**Material for the task**:
····················
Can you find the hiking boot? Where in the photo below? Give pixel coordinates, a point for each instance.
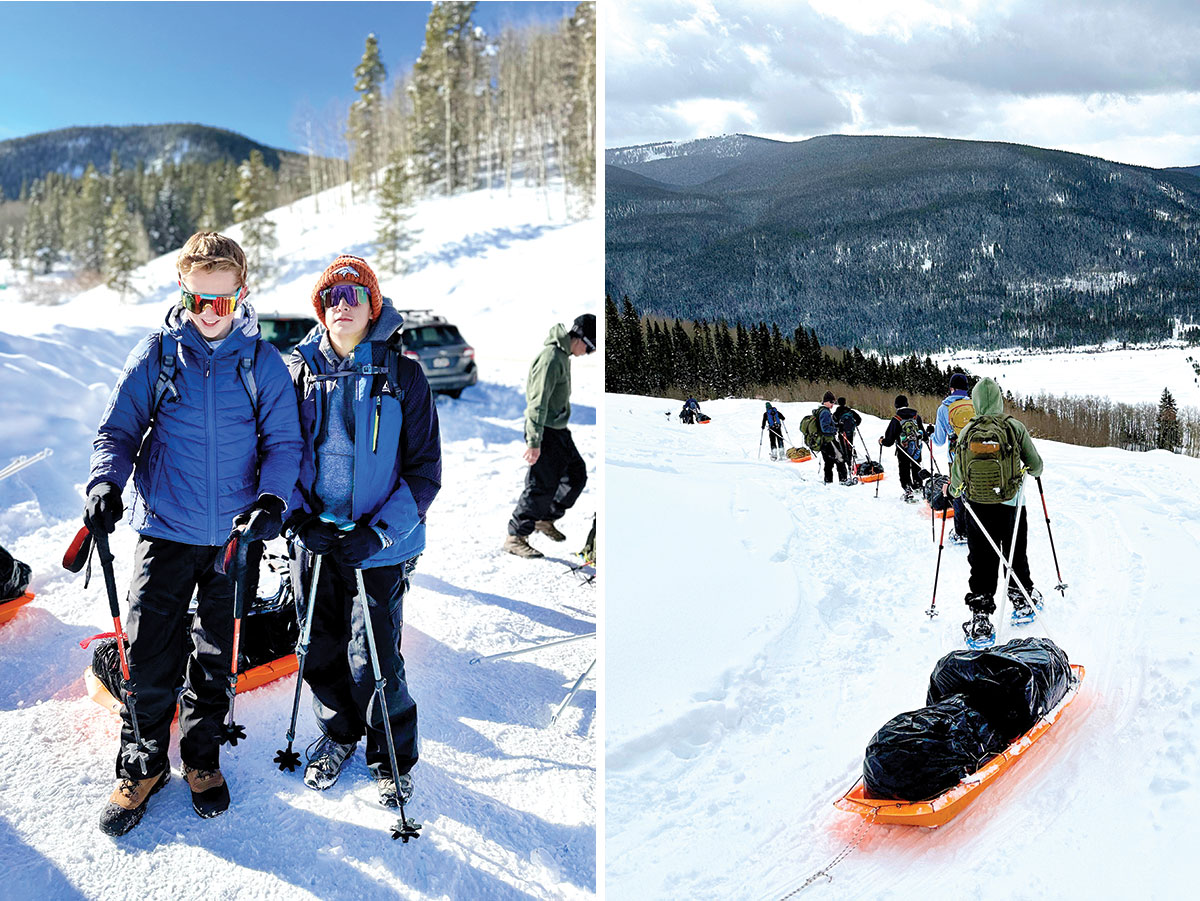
····················
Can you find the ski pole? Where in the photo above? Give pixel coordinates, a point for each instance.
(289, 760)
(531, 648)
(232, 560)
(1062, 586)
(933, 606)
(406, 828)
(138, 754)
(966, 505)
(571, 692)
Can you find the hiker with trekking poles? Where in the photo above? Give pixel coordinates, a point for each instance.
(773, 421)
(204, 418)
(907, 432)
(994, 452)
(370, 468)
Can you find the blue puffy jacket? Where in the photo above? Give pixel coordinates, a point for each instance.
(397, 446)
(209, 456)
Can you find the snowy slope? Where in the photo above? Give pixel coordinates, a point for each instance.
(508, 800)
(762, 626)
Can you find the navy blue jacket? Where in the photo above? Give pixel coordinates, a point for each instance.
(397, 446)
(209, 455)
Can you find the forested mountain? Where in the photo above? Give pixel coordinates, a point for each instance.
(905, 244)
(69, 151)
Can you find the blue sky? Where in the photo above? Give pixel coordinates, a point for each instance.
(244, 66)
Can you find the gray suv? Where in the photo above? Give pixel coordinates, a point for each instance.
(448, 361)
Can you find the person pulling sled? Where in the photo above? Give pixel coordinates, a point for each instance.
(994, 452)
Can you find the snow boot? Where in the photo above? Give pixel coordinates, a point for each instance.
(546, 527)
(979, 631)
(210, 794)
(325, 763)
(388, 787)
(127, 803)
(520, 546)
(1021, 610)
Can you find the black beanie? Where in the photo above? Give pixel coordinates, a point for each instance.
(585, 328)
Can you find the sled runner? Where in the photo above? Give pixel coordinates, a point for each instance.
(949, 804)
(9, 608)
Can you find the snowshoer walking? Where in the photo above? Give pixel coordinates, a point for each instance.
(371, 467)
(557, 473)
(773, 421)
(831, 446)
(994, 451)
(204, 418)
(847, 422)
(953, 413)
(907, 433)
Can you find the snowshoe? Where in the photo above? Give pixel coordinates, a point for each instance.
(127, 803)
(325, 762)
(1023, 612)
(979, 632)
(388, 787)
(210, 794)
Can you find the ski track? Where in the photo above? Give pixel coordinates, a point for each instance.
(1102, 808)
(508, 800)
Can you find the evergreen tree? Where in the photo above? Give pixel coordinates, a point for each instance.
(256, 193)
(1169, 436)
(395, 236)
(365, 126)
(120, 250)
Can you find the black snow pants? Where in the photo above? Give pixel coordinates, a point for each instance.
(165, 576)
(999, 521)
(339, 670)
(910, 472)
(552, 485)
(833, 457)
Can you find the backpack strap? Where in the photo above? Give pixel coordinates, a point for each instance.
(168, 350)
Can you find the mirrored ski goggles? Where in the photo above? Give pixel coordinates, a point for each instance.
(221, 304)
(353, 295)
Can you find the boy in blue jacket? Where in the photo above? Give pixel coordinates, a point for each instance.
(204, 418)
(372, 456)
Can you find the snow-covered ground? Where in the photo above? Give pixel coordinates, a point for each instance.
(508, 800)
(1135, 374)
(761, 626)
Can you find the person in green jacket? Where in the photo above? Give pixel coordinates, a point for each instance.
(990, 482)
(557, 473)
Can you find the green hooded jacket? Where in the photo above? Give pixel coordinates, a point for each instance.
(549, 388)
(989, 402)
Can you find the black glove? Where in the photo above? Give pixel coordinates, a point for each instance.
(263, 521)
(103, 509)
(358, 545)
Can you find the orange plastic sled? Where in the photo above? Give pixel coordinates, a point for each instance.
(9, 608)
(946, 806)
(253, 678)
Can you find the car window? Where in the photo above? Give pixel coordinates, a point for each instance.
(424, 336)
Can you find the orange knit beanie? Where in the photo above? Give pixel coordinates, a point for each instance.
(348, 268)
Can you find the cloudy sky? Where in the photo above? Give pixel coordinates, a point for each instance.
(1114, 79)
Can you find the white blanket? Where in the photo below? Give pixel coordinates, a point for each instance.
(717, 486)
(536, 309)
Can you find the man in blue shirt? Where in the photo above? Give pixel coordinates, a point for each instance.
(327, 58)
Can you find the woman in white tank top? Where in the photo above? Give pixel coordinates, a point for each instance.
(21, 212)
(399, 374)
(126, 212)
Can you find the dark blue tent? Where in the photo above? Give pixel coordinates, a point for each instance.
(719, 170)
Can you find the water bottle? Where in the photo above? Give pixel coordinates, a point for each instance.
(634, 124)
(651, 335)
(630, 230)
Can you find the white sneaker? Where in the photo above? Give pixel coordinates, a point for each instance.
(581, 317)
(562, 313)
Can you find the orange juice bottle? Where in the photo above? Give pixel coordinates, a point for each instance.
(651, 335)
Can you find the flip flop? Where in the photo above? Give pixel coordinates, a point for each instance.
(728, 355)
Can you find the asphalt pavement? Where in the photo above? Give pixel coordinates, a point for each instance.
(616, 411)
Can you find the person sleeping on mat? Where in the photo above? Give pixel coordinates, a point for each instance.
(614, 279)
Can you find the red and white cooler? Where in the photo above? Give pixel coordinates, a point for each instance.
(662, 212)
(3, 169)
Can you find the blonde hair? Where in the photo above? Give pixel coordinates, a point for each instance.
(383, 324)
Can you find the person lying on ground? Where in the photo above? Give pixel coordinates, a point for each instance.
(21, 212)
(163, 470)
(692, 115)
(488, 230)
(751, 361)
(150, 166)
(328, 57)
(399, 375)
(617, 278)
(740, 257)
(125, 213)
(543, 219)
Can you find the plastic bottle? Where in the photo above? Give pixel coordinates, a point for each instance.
····················
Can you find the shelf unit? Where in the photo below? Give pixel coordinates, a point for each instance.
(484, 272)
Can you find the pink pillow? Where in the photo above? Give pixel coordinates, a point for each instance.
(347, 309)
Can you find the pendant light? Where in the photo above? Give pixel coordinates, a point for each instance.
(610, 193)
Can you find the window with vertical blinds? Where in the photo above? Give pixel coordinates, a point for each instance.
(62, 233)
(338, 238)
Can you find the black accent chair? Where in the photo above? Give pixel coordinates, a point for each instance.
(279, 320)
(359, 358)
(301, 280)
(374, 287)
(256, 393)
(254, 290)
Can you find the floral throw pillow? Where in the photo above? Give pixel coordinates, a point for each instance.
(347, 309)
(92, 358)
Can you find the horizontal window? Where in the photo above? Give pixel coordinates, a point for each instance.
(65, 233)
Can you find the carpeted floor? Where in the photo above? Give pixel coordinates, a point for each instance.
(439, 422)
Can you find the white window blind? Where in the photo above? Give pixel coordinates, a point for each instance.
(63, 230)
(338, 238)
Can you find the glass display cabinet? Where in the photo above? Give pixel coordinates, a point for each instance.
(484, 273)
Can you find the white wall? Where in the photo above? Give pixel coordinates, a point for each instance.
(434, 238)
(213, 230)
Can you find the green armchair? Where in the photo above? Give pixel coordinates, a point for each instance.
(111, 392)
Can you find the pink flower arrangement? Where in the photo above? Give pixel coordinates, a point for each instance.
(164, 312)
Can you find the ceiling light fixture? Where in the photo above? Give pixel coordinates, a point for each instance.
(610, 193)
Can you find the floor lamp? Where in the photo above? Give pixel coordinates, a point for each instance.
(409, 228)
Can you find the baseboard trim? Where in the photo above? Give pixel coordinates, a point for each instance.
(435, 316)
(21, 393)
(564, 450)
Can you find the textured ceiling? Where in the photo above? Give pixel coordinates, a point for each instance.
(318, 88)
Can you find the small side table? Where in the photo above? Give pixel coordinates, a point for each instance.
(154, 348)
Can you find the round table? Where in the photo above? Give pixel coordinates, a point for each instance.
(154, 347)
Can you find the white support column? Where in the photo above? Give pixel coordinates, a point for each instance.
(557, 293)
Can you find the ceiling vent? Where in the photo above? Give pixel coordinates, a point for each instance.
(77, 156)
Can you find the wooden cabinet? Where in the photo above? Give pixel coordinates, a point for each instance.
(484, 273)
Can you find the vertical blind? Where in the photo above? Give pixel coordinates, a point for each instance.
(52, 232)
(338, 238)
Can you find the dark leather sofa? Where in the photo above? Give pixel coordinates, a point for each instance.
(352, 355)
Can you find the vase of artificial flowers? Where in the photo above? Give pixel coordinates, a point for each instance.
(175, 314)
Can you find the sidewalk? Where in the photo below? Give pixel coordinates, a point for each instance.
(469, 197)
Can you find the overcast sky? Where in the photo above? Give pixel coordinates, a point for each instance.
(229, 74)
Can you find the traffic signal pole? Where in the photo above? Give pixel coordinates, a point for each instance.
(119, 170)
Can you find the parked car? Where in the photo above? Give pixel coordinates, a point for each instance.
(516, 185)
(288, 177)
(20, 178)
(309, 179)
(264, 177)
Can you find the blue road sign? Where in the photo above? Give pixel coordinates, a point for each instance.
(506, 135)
····················
**Task objective**: Scan the listing above for the line that has "Can you find the red", then copy exactly from that line through the line that has "Can you find the plastic".

**Answer box**:
Can you find the red and white cooler? Where in the photo above? Give pixel coordinates, a point for each instance.
(662, 212)
(3, 169)
Can you find the blonde hair? Where in the photo above? Give pixel coordinates, a point for each instance.
(383, 324)
Can you find the person lying on ground? Where in the photo above? Give pixel coordinates, a point for each instance.
(21, 212)
(163, 470)
(692, 115)
(488, 230)
(751, 361)
(150, 166)
(328, 57)
(399, 375)
(617, 278)
(740, 257)
(125, 213)
(543, 219)
Can you find the plastic bottle? Where in the photo above? Give pixel coordinates, a point for each instance.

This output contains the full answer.